[Given data Boundary: Start]

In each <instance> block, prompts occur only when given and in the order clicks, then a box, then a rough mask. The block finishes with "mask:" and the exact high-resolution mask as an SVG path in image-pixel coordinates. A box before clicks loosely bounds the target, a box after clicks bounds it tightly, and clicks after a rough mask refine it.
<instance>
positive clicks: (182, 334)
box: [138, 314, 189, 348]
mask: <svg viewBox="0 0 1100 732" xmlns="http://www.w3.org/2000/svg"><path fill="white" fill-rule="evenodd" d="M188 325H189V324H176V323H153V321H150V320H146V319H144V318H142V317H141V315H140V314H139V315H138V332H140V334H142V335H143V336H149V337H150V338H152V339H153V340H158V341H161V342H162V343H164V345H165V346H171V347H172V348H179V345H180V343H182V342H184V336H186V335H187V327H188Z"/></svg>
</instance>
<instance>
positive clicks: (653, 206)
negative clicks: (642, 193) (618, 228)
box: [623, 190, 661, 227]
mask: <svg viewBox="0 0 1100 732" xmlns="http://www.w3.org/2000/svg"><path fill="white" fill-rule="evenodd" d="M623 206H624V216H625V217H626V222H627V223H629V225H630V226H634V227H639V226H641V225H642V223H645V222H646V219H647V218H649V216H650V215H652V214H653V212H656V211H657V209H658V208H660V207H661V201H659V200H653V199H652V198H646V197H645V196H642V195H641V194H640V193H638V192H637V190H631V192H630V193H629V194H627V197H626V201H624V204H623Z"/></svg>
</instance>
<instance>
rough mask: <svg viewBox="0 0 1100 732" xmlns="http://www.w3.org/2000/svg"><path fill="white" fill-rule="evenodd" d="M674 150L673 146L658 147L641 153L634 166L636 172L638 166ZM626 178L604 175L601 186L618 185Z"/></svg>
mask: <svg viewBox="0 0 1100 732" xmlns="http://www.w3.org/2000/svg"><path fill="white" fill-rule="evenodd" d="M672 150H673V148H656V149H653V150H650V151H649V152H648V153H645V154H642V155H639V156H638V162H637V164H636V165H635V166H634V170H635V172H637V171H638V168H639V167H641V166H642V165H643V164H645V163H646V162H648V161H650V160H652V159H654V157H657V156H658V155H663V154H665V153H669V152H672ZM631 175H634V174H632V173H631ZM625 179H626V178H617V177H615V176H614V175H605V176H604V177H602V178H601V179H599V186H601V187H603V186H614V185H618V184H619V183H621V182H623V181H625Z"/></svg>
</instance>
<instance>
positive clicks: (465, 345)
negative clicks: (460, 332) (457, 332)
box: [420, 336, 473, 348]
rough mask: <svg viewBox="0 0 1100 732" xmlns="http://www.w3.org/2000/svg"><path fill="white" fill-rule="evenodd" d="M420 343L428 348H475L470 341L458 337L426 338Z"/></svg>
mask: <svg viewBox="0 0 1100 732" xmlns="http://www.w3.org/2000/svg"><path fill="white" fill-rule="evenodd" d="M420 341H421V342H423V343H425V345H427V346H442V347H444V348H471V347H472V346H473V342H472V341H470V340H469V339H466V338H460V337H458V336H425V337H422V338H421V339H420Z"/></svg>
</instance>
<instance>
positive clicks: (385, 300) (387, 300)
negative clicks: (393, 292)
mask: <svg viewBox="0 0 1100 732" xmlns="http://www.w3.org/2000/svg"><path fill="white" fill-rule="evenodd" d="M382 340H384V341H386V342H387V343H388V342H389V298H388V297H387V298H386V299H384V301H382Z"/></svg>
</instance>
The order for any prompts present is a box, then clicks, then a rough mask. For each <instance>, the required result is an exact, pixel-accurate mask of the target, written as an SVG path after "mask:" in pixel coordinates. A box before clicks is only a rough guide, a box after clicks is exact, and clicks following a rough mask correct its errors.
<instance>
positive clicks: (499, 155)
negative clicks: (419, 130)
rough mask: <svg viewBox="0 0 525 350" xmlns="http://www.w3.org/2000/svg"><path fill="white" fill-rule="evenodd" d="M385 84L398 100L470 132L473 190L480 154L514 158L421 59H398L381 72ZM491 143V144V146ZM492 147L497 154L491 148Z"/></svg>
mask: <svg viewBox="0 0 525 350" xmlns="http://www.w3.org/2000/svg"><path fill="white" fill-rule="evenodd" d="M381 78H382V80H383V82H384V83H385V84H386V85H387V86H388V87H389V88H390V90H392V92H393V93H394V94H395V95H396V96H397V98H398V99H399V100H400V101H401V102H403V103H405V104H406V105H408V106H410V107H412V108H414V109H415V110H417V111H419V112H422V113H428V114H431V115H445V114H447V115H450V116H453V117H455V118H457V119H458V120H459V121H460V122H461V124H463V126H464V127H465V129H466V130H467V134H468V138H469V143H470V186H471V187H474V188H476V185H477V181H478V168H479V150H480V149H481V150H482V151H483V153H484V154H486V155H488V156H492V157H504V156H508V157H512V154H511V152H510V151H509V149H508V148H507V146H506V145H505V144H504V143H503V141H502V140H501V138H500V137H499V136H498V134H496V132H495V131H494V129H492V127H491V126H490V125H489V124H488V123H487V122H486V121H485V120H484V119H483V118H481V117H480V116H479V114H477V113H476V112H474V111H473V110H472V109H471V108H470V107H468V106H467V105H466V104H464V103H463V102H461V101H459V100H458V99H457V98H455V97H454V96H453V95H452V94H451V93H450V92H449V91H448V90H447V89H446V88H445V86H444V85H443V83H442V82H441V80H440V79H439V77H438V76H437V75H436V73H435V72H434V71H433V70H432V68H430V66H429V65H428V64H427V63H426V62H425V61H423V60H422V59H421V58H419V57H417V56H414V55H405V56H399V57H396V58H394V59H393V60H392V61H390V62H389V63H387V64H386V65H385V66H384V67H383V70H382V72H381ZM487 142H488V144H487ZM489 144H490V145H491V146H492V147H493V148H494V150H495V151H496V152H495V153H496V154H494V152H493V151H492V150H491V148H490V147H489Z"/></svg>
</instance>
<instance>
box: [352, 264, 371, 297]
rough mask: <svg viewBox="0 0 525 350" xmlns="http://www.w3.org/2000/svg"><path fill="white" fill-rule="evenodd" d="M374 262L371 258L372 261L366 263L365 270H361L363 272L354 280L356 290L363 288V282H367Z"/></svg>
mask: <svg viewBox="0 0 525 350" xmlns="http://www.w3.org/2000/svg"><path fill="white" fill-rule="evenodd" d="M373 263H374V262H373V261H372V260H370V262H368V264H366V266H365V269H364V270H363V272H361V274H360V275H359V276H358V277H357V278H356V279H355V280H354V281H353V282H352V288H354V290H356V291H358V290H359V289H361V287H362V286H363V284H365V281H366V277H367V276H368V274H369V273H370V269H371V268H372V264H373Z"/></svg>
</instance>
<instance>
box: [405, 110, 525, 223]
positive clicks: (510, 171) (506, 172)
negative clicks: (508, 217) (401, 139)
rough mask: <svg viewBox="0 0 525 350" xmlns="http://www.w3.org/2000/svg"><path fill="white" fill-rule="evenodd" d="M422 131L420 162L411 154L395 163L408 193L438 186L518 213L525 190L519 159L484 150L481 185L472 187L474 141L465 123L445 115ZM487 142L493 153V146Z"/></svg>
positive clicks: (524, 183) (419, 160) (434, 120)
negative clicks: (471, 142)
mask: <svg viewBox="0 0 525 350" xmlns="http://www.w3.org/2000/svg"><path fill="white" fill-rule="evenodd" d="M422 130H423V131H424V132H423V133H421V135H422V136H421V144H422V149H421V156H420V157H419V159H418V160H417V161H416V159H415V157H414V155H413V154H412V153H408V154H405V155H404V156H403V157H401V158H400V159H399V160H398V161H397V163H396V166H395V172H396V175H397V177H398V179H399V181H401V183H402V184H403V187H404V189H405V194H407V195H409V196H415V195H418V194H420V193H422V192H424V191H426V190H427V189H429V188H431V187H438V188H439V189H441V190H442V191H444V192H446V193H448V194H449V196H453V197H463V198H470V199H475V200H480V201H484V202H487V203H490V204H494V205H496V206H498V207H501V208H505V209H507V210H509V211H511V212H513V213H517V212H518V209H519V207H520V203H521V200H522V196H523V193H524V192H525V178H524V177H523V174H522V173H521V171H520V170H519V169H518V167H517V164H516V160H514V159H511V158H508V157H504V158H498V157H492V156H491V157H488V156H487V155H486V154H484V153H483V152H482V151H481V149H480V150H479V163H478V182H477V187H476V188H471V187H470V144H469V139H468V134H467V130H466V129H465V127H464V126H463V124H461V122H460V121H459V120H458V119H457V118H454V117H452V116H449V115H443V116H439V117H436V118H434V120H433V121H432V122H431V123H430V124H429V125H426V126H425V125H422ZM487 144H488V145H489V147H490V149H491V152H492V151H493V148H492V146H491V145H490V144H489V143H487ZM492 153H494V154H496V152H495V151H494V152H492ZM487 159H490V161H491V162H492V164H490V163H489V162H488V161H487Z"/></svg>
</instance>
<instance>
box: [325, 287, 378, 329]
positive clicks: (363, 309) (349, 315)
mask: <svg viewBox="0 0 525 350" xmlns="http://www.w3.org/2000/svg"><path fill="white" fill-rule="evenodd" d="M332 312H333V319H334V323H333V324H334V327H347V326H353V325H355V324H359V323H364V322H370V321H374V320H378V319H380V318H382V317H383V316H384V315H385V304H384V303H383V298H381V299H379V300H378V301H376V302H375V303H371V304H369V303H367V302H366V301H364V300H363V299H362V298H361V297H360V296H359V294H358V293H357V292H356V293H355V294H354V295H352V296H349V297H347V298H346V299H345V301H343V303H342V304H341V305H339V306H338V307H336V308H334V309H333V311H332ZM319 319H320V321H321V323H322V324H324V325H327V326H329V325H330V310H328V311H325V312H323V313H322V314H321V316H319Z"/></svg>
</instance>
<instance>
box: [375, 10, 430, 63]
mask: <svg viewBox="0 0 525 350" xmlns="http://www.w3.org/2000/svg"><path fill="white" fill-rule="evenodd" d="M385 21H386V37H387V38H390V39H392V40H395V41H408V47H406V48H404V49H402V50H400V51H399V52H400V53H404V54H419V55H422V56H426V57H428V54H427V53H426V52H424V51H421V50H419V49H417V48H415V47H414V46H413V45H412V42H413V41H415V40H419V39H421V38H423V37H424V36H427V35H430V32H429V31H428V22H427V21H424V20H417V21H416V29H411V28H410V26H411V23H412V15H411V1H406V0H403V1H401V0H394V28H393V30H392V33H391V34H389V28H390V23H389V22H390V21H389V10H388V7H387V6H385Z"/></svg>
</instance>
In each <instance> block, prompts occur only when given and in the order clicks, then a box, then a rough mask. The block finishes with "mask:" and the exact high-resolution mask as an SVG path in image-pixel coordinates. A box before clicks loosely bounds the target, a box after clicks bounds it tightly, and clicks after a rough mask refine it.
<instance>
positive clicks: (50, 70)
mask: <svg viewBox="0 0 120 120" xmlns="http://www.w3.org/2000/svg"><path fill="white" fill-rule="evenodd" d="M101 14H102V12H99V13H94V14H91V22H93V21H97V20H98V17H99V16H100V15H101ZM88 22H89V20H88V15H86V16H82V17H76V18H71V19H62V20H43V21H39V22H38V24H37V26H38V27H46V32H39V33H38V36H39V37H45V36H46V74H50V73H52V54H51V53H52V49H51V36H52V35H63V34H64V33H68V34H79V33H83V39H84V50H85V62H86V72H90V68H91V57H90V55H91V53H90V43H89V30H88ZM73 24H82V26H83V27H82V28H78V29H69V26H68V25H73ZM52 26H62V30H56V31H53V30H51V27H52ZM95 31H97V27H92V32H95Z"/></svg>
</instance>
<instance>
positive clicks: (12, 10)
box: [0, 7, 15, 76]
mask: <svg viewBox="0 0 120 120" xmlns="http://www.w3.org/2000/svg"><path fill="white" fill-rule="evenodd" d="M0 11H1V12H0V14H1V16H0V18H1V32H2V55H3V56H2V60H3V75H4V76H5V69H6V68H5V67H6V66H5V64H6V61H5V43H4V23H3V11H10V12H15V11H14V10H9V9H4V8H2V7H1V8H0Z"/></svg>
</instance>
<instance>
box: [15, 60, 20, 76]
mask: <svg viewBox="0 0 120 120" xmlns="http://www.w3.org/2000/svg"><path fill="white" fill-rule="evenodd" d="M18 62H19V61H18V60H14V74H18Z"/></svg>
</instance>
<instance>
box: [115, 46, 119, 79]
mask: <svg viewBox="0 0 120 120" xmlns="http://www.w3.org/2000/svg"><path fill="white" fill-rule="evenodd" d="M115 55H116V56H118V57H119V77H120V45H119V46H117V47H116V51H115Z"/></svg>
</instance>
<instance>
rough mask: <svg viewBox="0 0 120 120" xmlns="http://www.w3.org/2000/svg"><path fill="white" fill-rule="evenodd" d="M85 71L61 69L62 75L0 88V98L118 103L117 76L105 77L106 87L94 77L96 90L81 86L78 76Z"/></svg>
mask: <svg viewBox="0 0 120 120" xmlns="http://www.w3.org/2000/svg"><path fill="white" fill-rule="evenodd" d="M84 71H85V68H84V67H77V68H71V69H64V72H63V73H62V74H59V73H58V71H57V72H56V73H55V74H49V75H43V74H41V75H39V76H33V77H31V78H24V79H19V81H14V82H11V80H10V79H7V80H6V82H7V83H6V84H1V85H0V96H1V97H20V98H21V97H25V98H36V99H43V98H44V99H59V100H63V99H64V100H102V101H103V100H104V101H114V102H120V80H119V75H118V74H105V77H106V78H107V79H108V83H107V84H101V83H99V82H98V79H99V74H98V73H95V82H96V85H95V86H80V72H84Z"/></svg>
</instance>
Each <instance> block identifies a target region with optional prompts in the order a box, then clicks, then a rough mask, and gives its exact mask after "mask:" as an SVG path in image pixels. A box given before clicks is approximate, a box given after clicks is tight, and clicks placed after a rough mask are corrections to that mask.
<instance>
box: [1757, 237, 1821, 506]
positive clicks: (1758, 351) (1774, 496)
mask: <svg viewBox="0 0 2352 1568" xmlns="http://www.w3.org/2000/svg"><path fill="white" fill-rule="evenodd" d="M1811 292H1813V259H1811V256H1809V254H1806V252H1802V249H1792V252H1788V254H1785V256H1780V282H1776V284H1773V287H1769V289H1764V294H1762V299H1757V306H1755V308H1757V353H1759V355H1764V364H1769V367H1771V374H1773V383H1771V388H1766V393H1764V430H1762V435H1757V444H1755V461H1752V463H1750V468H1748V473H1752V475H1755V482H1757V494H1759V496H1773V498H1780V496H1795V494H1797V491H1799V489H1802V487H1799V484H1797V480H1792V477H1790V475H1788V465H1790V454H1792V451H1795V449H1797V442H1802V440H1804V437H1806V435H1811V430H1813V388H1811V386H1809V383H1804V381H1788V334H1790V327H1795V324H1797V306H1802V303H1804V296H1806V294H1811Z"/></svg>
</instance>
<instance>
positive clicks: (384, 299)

[Given data Boundary: End]

Exercise –
In restating the data, begin at its first line, reproduce each line word for word, and conclude with the line that contains "positive clicks: (182, 334)".

Solution to the problem –
In each <instance> block, prompts occur only when given and in the order clicks, then a box, then a rough mask. The block finishes with "mask:" and the exact high-resolution mask as an SVG path in image-pixel coordinates. A box before clicks loosely bounds the target, a box after clicks bounds it tightly, and clicks after a rough mask refine it.
<instance>
positive clicks: (182, 334)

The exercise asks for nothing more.